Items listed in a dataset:
++++++++++++++++++++

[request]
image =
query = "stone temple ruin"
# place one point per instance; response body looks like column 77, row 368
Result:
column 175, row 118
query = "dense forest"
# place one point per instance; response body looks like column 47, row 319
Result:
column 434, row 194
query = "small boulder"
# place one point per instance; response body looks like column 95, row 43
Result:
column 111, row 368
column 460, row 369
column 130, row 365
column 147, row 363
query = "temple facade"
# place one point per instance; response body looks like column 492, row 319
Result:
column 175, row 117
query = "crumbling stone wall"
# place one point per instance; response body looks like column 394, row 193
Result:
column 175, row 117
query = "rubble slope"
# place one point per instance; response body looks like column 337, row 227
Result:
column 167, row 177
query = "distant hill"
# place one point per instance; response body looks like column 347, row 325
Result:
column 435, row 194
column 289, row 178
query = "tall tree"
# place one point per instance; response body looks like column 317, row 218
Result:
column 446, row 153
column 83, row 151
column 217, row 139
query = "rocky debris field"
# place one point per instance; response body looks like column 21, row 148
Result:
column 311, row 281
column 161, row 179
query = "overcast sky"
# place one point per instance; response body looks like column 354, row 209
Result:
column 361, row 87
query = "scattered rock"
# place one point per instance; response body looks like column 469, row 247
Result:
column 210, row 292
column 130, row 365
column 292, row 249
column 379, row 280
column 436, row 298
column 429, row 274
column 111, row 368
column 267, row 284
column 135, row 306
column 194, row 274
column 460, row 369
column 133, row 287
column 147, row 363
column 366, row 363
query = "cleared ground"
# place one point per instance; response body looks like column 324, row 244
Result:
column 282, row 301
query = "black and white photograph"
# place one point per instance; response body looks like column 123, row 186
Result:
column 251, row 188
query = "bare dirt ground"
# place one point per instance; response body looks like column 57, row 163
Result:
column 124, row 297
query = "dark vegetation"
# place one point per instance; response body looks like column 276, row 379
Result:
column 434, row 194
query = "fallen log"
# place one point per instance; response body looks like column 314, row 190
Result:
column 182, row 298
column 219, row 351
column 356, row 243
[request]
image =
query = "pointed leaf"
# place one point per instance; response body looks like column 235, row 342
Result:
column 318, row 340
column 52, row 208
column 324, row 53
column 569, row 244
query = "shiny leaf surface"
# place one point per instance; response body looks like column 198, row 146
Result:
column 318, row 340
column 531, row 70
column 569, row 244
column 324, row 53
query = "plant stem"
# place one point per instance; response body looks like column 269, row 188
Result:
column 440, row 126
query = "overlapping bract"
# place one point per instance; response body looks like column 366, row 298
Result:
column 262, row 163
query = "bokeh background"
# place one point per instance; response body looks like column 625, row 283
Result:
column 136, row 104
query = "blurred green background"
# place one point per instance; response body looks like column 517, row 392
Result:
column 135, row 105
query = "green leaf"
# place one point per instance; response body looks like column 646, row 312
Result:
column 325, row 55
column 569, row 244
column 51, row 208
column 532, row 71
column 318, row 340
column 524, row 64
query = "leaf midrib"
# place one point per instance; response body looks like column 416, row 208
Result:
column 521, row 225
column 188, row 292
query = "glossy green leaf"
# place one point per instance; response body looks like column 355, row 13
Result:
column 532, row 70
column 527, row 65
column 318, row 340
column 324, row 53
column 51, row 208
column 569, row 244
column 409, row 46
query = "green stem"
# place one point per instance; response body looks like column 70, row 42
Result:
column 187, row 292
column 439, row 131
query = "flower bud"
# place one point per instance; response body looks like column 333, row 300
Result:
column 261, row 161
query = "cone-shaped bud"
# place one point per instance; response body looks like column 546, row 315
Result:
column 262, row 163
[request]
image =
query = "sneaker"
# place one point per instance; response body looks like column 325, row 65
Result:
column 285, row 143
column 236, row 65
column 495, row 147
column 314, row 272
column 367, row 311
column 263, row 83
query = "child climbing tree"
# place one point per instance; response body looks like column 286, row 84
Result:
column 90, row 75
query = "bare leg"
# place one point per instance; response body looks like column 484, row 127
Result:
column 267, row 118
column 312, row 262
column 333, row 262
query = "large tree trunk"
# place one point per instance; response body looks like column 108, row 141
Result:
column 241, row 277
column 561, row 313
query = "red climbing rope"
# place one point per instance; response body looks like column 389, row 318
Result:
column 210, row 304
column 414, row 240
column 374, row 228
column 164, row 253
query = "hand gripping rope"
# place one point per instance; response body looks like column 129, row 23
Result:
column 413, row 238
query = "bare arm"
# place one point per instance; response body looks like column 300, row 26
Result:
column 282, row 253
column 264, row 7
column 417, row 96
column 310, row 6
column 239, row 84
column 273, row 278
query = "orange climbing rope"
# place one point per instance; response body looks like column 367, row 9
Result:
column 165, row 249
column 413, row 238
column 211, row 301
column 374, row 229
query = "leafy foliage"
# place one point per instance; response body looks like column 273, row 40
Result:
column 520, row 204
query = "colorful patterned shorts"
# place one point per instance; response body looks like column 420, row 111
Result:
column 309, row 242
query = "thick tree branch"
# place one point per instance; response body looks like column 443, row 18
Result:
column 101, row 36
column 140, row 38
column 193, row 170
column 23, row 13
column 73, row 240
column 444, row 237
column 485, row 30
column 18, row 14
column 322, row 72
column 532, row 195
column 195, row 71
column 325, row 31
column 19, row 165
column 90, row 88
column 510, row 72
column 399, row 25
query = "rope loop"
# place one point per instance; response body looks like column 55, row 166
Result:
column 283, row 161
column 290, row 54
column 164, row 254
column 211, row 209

++++++++++++++++++++

Aim of the task ▸ Output every record exactly as written, with nothing dropped.

Answer to this problem ▸
[request]
image =
query = "stone temple ruin"
# place one point per instance; response body looks like column 77, row 368
Result:
column 175, row 118
query = "dense forest"
# place one point per instance; response body looks like column 47, row 319
Result:
column 434, row 194
query = "small boulder"
# place one point per instance; response body looks like column 95, row 43
Result:
column 111, row 368
column 460, row 369
column 130, row 365
column 147, row 363
query = "temple facade"
# place one point per instance; response body looks like column 492, row 319
Result:
column 175, row 117
query = "crumbling stone wall"
# place one point per instance; response body looks like column 394, row 193
Result:
column 175, row 117
query = "rubble slope"
# place one point per instance; response body looks like column 337, row 227
Result:
column 167, row 177
query = "distant hill"
# place one point per instance; response body looks like column 347, row 325
Result:
column 435, row 194
column 289, row 178
query = "tall tree"
# place one point per instance; response body looks like column 317, row 218
Result:
column 446, row 153
column 83, row 151
column 217, row 139
query = "rocky debris field"
# place one point per instance; response body looks like column 21, row 148
Result:
column 311, row 281
column 161, row 179
query = "overcast sky"
# place one point per instance; response body looks like column 354, row 209
Result:
column 361, row 87
query = "scattered rock"
# place one point per instance; response body looks like column 469, row 247
Result:
column 210, row 292
column 130, row 365
column 292, row 249
column 379, row 280
column 436, row 298
column 429, row 274
column 111, row 368
column 267, row 284
column 135, row 306
column 194, row 274
column 460, row 369
column 133, row 287
column 147, row 363
column 366, row 363
query = "cleared ground"
# place one point per instance; response body looks like column 324, row 244
Result:
column 282, row 301
query = "black and white photograph"
# place one point per instance; response body looks like column 123, row 186
Result:
column 251, row 188
query = "bare dirt ground"
# place one point per instance; response body looks like column 57, row 163
Result:
column 124, row 297
query = "dark vegetation"
# place one point per instance; response body looks like column 276, row 379
Result:
column 434, row 194
query = "fallen log"
# place one point per instance; response body looks like column 314, row 190
Result:
column 182, row 298
column 219, row 351
column 356, row 243
[request]
image =
query = "pointed leaf"
# place one point per instance; response body looks like column 235, row 342
Result:
column 318, row 340
column 52, row 208
column 324, row 53
column 569, row 244
query = "shiny leaf surface"
# place one point per instance; response body looks like column 198, row 146
Result:
column 318, row 340
column 531, row 70
column 569, row 244
column 324, row 53
query = "plant stem"
# place one point per instance; response body looks like column 269, row 188
Result:
column 440, row 126
query = "overlapping bract"
# place one point per instance; response body looks like column 366, row 298
Result:
column 262, row 163
query = "bokeh background"
# place one point per instance; response body looks like column 625, row 283
Result:
column 136, row 104
query = "blurred green background"
# place one point per instance; response body looks like column 517, row 392
Result:
column 135, row 105
query = "green leaf"
# place one point per instance; response body looks like column 646, row 312
Result:
column 325, row 55
column 569, row 244
column 51, row 208
column 532, row 71
column 318, row 340
column 524, row 64
query = "leaf midrib"
# place one point per instance; response body looks like column 416, row 208
Result:
column 521, row 225
column 188, row 292
query = "glossy green leaf"
# place one point per instance; response body looks like column 355, row 13
Result:
column 532, row 70
column 527, row 65
column 318, row 340
column 324, row 53
column 51, row 208
column 569, row 244
column 409, row 46
query = "green stem"
# place one point per instance; response body looks like column 70, row 42
Result:
column 187, row 292
column 439, row 131
query = "flower bud"
# place one point per instance; response body looks like column 333, row 300
Result:
column 261, row 161
query = "cone-shaped bud"
# place one point per instance; response body looks like column 546, row 315
Result:
column 262, row 163
[request]
image =
query = "sneaker"
# place one point per instance; response body looks like column 325, row 65
Result:
column 285, row 143
column 236, row 65
column 495, row 147
column 314, row 272
column 367, row 311
column 263, row 83
query = "child climbing tree"
# place one point per instance; response body looks like column 286, row 84
Result:
column 90, row 75
query = "bare leg"
# place one point per instance; response body looks like column 484, row 127
Result:
column 267, row 118
column 312, row 262
column 333, row 262
query = "large tree trunk"
# place one point per instance; response body looks like column 108, row 141
Result:
column 241, row 277
column 561, row 313
query = "red climbing rope"
# place one point per instance; response body looks like column 389, row 318
Result:
column 210, row 304
column 414, row 240
column 374, row 228
column 164, row 253
query = "hand gripping rope"
# place one point per instance; response body looks like column 129, row 23
Result:
column 413, row 238
query = "bare arm"
# place one point per instance; response body looks like column 300, row 26
Result:
column 282, row 253
column 264, row 7
column 417, row 96
column 310, row 6
column 239, row 84
column 273, row 278
query = "orange climbing rope"
# place one point per instance; response body looks like column 367, row 9
Result:
column 165, row 249
column 413, row 238
column 211, row 301
column 374, row 229
query = "leafy foliage"
# place one point per instance; response body looks like column 273, row 40
Result:
column 520, row 204
query = "colorful patterned shorts"
# place one point per instance; response body looks like column 420, row 111
Result:
column 309, row 242
query = "thick tree branch"
# place one point per instance; response body looks like column 443, row 18
Result:
column 101, row 36
column 140, row 38
column 193, row 170
column 23, row 13
column 73, row 240
column 444, row 237
column 485, row 30
column 18, row 14
column 322, row 72
column 532, row 195
column 195, row 71
column 325, row 31
column 19, row 165
column 90, row 88
column 510, row 72
column 399, row 25
query = "rope loop"
# place one point per instance; response body looks like column 55, row 166
Result:
column 283, row 161
column 290, row 54
column 164, row 254
column 211, row 209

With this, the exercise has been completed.